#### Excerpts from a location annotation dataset
--- Begin ---

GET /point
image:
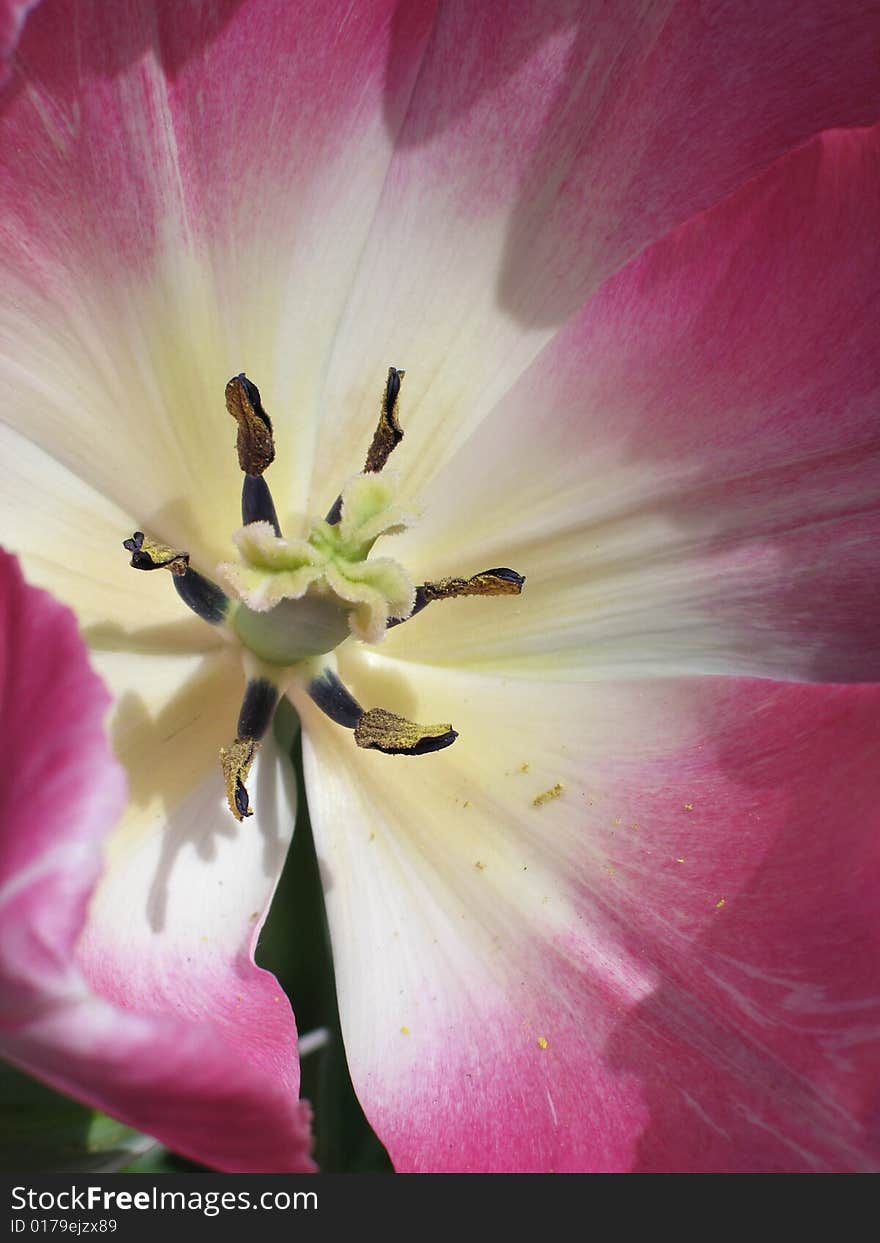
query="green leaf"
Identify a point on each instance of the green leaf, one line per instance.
(41, 1130)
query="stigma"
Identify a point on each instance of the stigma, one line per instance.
(290, 603)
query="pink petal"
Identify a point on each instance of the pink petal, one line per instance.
(689, 476)
(545, 146)
(188, 1075)
(668, 963)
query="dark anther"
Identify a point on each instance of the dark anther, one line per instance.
(201, 596)
(489, 582)
(149, 554)
(257, 504)
(378, 729)
(255, 444)
(334, 700)
(241, 801)
(334, 512)
(388, 434)
(257, 709)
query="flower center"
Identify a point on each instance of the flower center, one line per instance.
(293, 602)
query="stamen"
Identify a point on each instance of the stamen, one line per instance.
(489, 582)
(151, 554)
(388, 434)
(255, 717)
(199, 593)
(236, 763)
(334, 700)
(385, 438)
(378, 729)
(255, 444)
(208, 600)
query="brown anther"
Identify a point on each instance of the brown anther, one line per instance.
(388, 433)
(255, 443)
(489, 582)
(379, 730)
(151, 554)
(236, 763)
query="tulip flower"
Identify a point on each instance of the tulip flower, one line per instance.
(617, 909)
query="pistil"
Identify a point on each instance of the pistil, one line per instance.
(296, 600)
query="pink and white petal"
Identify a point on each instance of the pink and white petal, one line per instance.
(155, 1039)
(632, 929)
(187, 192)
(68, 538)
(689, 476)
(545, 146)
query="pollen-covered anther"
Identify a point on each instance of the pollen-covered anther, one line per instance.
(489, 582)
(380, 730)
(236, 763)
(255, 443)
(151, 554)
(388, 433)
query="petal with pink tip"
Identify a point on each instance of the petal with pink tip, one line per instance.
(689, 476)
(545, 146)
(622, 927)
(184, 1039)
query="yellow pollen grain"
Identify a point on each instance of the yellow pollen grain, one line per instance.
(548, 796)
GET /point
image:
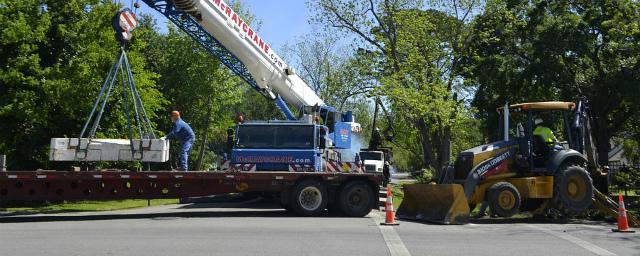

--- End ---

#### Objective
Extract every line of the listing above word for word, leaving the pictures out.

#### Response to this task
GET /point
image:
query="green leaf"
Identify a point on each instance of the green leaf, one line per instance.
(41, 1130)
query="stigma"
Identify a point on each instance of the stigma, one line per instance.
(290, 603)
query="pink petal"
Identify a point on each instance of the pink petal, one line per instance.
(689, 476)
(545, 146)
(188, 1075)
(668, 963)
query="dark anther"
Identify a point on each instance of the dark anther, one line per instance.
(201, 596)
(489, 582)
(149, 554)
(257, 504)
(378, 729)
(255, 444)
(334, 700)
(241, 801)
(334, 512)
(388, 434)
(257, 709)
query="flower center"
Identify a point on each instance of the flower center, one line per instance.
(293, 602)
query="stamen"
Identify a point on each instance of the stamen, one line per instance.
(489, 582)
(151, 554)
(388, 434)
(255, 717)
(199, 593)
(236, 763)
(334, 700)
(385, 438)
(378, 729)
(255, 444)
(208, 600)
query="brown anther"
Identify a point on each instance of the brown anther, one line per instance.
(388, 433)
(255, 443)
(489, 582)
(379, 730)
(151, 554)
(236, 763)
query="tulip flower"
Identify a point on each instance of the tulip flower, one line per instance.
(617, 909)
query="pistil"
Identify a point on each instance of the pistil, one line per instance.
(296, 600)
query="pink and white petal"
Identify a point on each instance of the pink and white petal, one line per instance.
(155, 1039)
(632, 929)
(187, 192)
(68, 538)
(689, 476)
(545, 146)
query="pollen-covered anther"
Identify a point on each instance of the pollen-covered anther, one line per instance.
(489, 582)
(380, 730)
(236, 763)
(255, 443)
(151, 554)
(388, 433)
query="petal with pink tip"
Identify a point on each instance of the petal with pink tip, one line per instance.
(689, 476)
(545, 146)
(622, 927)
(184, 1039)
query="yellow pollen grain"
Identify a point on each instance of the yellow pollen grain, one line per instance.
(548, 796)
GET /point
image:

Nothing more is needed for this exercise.